**Selected excerpt**:
---+---
First, and importantly, the failure to provide the required pre-suit notice may limit the policyholder’s recovery of attorney’s fees. The court “may not award to the claimant any attorney’s fees incurred after” the date on which the insurer files a pleading stating that it was entitled to, but did not receive, the pre-suit notice.31 In view of this provision, policyholders and their counsel may consider calendaring not only the date by which suit must be brought, but also the deadline for providing pre-suit notice—at least 60 days earlier—to avoid missing the notice deadline.
Second, the court may reduce the attorney’s fees awarded to a policyholder based upon the alleged damages set forth in the pre-suit notice. A claimant is entitled to the “lesser of” its reasonable fees or the amount determined by a formula comparing the actual damages awarded to the amount alleged in the pre-suit notice.32 If a jury finds at least 80% of the damages alleged in the pre-suit notice, the policyholder can recover its full attorney’s fees33 If a jury finds 20% or less of the damages alleged in the pre-suit notice, a policyholder is precluded from recovering any attorney’s fees.34 If a jury finds between 20% and 80% of the damages alleged in the pre-suit demand, a policyholder may recover only that percentage of attorney’s fees—at least with respect to claims brought under Chapter 542A.35 This provision effectively conditions recovery of attorney’s fees on an accurate prediction of the damages a jury will find following trial.
---+---
**Information supplied**:
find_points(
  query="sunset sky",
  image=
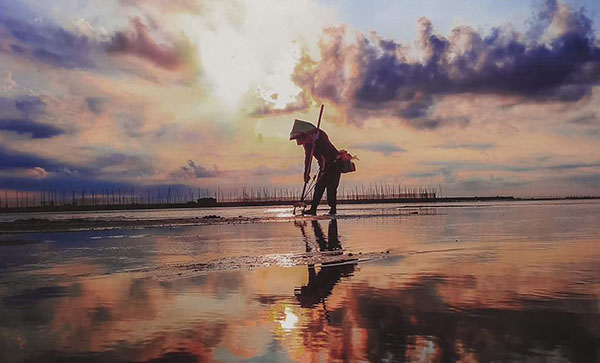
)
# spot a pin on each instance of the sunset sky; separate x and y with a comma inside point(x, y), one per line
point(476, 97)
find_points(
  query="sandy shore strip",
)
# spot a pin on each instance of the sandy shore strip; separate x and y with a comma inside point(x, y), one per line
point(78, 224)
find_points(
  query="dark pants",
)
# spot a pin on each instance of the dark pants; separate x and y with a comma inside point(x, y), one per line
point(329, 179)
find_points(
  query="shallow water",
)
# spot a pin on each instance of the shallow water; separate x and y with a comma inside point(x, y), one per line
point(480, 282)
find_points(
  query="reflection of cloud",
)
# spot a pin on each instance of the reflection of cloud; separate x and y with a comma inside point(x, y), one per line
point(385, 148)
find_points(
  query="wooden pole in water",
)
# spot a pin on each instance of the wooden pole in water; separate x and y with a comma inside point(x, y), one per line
---+---
**Task item**: Reproduce verbatim the passage on pre-suit notice and attorney's fees, from "First, and importantly, the" up to and including "the notice deadline.". The items above were taken from a different source than the passage.

**Task result**:
First, and importantly, the failure to provide the required pre-suit notice may limit the policyholder’s recovery of attorney’s fees. The court “may not award to the claimant any attorney’s fees incurred after” the date on which the insurer files a pleading stating that it was entitled to, but did not receive, the pre-suit notice.31 In view of this provision, policyholders and their counsel may consider calendaring not only the date by which suit must be brought, but also the deadline for providing pre-suit notice—at least 60 days earlier—to avoid missing the notice deadline.